##### DATASET ENTRIES #####

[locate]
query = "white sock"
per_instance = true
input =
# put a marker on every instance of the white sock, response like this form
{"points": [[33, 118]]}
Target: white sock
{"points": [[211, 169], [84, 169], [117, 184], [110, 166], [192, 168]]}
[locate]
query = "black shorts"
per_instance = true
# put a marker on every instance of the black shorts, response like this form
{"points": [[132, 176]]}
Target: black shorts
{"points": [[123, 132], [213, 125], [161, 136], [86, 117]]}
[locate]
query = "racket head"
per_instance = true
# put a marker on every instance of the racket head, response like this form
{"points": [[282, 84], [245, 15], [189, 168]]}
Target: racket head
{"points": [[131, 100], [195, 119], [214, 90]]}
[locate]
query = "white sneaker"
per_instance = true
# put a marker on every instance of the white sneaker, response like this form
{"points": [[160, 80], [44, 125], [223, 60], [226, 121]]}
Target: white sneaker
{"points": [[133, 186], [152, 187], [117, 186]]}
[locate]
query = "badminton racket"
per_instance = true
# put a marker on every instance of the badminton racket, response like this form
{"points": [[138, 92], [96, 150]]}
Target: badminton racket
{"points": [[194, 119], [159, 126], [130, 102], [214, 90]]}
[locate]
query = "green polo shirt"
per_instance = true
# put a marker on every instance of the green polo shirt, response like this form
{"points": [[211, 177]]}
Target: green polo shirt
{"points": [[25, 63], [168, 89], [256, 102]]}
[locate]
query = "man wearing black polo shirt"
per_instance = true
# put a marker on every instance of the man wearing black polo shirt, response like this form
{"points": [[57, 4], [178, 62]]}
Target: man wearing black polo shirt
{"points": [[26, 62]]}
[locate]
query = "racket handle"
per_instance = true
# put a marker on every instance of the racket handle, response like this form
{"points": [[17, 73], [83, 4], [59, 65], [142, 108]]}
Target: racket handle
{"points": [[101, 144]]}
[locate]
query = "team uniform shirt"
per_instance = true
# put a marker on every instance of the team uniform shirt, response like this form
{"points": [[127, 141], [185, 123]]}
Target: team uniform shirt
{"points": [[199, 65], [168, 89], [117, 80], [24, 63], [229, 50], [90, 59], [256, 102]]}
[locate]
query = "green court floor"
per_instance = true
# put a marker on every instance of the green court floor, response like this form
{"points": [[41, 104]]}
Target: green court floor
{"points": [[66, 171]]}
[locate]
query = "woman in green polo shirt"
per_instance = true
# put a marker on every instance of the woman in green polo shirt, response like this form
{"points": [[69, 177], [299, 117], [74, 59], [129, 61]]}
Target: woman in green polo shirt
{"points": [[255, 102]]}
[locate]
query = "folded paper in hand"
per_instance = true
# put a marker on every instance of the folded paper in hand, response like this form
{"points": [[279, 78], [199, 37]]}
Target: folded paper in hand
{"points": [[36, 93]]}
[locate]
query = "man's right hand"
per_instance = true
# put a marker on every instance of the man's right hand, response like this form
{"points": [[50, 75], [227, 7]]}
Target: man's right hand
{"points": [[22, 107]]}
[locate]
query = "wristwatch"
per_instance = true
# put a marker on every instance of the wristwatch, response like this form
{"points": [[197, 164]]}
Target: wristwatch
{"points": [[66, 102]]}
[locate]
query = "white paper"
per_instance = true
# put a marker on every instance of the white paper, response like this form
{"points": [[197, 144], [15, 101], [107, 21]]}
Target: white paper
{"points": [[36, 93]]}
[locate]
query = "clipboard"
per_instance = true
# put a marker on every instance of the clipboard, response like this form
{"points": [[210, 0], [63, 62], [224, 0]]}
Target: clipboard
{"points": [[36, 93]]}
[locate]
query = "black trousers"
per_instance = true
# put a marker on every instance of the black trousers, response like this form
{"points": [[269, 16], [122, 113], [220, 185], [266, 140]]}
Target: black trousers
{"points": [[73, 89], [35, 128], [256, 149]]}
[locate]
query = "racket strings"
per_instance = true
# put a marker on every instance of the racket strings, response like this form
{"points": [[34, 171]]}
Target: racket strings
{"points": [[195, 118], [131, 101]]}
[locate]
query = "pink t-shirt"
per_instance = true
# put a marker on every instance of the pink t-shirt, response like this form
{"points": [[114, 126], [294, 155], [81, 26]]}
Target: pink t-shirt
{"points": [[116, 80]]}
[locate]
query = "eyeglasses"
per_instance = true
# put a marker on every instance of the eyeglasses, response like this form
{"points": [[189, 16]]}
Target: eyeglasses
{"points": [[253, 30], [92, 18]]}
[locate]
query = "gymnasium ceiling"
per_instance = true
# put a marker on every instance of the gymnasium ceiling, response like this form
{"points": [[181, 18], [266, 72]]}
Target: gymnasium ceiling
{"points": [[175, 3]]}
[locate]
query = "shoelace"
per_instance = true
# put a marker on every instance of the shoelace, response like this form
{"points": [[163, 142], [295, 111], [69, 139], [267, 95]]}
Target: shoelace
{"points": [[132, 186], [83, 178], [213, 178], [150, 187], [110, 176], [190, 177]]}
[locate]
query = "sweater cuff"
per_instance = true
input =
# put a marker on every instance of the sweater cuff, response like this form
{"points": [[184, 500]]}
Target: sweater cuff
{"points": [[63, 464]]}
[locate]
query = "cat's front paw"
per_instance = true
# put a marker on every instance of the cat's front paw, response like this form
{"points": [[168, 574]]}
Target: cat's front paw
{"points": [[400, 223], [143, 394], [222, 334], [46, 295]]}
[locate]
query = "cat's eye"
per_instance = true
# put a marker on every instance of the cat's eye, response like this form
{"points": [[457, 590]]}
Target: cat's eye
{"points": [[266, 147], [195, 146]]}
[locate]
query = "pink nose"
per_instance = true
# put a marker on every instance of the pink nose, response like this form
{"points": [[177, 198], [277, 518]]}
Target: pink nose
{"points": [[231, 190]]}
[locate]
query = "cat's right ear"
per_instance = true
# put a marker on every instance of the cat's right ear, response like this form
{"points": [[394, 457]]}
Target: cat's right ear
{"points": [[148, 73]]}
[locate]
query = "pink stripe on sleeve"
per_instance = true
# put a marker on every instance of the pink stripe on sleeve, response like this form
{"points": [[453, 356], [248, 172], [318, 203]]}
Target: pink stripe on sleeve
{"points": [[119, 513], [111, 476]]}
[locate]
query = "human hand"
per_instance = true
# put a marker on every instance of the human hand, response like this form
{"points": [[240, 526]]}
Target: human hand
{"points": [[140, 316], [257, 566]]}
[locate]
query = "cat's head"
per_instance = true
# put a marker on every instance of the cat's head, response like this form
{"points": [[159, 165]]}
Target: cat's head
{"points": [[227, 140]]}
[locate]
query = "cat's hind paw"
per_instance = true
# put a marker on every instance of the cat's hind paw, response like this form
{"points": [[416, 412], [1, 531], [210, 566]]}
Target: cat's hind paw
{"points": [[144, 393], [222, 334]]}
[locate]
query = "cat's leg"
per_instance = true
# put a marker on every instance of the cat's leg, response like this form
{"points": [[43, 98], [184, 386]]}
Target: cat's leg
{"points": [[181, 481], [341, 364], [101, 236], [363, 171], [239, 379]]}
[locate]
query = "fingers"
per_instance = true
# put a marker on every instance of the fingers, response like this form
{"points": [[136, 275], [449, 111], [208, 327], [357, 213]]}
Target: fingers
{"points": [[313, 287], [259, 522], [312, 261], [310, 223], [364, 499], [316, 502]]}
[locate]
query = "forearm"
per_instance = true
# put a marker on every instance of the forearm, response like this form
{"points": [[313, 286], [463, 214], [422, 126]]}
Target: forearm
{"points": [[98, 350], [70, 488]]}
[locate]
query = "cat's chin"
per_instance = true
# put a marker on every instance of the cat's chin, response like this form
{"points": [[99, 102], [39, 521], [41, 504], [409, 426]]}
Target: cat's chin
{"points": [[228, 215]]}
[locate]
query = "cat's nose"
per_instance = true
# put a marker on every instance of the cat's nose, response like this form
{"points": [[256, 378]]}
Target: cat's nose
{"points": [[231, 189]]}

#####

Locate every line above that contains the word "floor" and copy each one.

### FULL RESPONSE
query = "green court floor"
# put a marker on every instance of the green court floor, response like this form
Target: green court floor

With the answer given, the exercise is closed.